▶ _Objective_
Copy the records below line for line, with no changes.

+++ Records shown +++

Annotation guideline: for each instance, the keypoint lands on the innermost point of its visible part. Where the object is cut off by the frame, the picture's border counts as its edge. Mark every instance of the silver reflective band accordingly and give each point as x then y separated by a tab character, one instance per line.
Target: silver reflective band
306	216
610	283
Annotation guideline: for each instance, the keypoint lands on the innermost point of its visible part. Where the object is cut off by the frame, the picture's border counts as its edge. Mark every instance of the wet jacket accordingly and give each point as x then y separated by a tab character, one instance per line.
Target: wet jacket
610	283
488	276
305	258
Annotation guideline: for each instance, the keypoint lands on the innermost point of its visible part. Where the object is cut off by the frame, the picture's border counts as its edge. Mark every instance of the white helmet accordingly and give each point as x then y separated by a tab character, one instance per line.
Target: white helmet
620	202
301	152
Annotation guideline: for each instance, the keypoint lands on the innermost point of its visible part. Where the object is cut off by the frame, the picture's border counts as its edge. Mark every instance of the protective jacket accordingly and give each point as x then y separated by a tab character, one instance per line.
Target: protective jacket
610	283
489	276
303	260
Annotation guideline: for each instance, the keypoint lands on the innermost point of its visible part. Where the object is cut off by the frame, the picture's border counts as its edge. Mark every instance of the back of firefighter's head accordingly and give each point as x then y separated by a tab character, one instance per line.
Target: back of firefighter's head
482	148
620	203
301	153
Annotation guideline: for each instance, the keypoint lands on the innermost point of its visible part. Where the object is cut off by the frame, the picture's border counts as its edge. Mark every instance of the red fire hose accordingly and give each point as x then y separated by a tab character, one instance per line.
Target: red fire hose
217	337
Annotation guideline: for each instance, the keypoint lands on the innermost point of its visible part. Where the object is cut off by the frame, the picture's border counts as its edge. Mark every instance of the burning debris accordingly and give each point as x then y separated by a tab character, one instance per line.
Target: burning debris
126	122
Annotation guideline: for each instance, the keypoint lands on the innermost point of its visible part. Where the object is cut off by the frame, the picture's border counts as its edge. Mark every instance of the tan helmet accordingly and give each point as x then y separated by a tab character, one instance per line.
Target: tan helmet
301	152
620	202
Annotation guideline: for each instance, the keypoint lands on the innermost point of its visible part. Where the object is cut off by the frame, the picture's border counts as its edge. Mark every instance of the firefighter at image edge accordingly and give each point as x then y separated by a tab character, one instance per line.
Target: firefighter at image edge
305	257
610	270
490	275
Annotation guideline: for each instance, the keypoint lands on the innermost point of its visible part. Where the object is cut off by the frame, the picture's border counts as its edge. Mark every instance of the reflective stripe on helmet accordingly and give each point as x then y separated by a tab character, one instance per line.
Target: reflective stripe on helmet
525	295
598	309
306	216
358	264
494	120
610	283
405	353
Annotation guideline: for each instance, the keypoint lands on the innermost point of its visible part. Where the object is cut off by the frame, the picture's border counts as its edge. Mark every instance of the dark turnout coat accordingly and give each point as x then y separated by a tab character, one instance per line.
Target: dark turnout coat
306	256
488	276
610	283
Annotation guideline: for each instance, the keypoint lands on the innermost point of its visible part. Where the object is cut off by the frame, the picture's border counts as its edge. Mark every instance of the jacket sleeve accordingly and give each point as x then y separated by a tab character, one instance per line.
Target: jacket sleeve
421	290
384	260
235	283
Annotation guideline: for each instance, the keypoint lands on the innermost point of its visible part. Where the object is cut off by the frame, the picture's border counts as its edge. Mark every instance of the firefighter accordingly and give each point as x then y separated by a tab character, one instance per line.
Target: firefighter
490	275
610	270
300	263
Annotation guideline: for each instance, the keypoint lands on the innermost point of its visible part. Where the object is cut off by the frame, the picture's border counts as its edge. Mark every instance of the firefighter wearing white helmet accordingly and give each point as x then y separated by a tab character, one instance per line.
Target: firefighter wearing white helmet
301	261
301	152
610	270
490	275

+++

▶ _Solved problem_
Annotation guideline: for each instance, the keypoint lands on the innermost point of its visible part. Where the object is cut off by the frame, the picture's border counts as its edge. Mark every instance of the silver reflective band accordingly and give each point as x then y separated by a tab character, one instance per line.
Target: silver reflective band
306	216
610	283
Annotation guideline: for each instance, the keypoint lands on the innermost point of its visible part. Where the object is cut off by the frame, the picture's border counts as its edge. Mark every instance of the wet jacket accordingly and give each point as x then y separated by a tab character, one instance per line.
Target: wet jacket
610	283
488	276
305	258
Annotation guideline: for each instance, the keypoint lands on the innermost point of its visible part. Where the object is cut off by the frame, the picture's border counts as its edge. Mark every instance of the white helmet accordingly and give each point as x then y separated by a tab character, one instance per line.
Target: white helmet
620	202
301	152
Annotation guideline: for each instance, the keypoint lands on the innermost point of its visible part. Where the object is cut off by the frame, the picture's border counts as its edge. Mark every instance of the protective jacket accordingly and give each point as x then y separated by a tab character, one instance per line.
Target: protective jacket
610	283
489	276
303	260
Annotation guideline: for each instance, the keypoint lands on the innermost point of its visible part. Where the object is cut off by the frame, the picture's border counts as its edge. Mark every instance of the back of firefighter's head accordingly and give each point as x then y separated by a tab character, one instance per line.
Target: back of firefighter's head
482	148
620	203
301	153
Annotation guideline: for each instance, the keypoint lands on the innermost point of its visible part. Where the object is cut off by the frame, the picture's border counts as its edge. Mark every instance of the red fire hose accordingly and give each point as x then y separated by a tab character, one instance per line.
Target: red fire hose
217	337
Annotation guideline: for each instance, the keypoint lands on the innermost point of its visible part. Where the object is cut off by the frame, the picture's border counts as its edge. Mark every instance of the burning debris accordingly and give each point as x then y separated by a tab character, one instance per line.
Target: burning debris
126	122
Annotation guideline: for each instance, the keypoint lands on the innermost point of its visible part. Where the object is cut off by the frame, the picture's border counts as its edge. Mark every instance of the tan helmet accordingly and give each point as x then y separated by a tab character, one instance per line.
Target: tan helmet
301	152
620	202
Annotation guideline: for each instance, the keypoint lands on the innermost point of its visible part. Where the object is cut off by the frame, the picture's border counts as its edge. Mark every instance of the firefighter at image edge accordingly and give each point as x then y separated by a tab character, one instance per line.
Target: firefighter at image edge
305	257
610	270
490	275
Annotation guideline: for each instance, the keypoint lands on the innermost point of its visible part. Where the object is cut off by the frame, the picture's border counts as its edge. Mark every instance of the reflective stripe on helmet accordingly and give each point as x then y separated by a tab character, one instance per line.
Target: reflective stripe on helmet
525	295
598	309
306	216
358	264
494	120
610	283
405	353
Annotation guideline: for each instance, the keypoint lands on the innermost point of its visible part. Where the object is cut off by the frame, the picture's border counts as its edge. Mark every instance of the dark turnout coat accordingly and give each point as x then y separated by a tab character, one instance per line.
Target: dark turnout coat
306	256
488	276
610	283
Annotation guideline: for each instance, the keypoint lands on the innermost point of its visible part. Where the object is cut off by the frame, the picture's border counts as its edge. Mark every instance of the jacket sleeve accordingly and give each point as x then y separated by a tab character, one instance per line.
Target: jacket sleeve
421	290
384	260
235	283
Annotation guideline: for each instance, the keypoint lands on the innermost point of its visible part. Where the object is cut off by the frame, the picture's border counts as its edge. Mark every instance of the firefighter accordingly and give each point as x then y separated by a tab character, one instance per line.
Target: firefighter
490	275
610	270
300	263
Annotation guideline: for each instance, the keypoint lands on the innermost point of its visible part. Where the object is cut off by the frame, the picture's border counts as its edge. Mark every instance of the firefighter wearing white helmet accordingly and give each point as x then y separated by a tab character, one instance per line.
Target: firefighter wearing white helmet
301	261
301	152
610	270
490	275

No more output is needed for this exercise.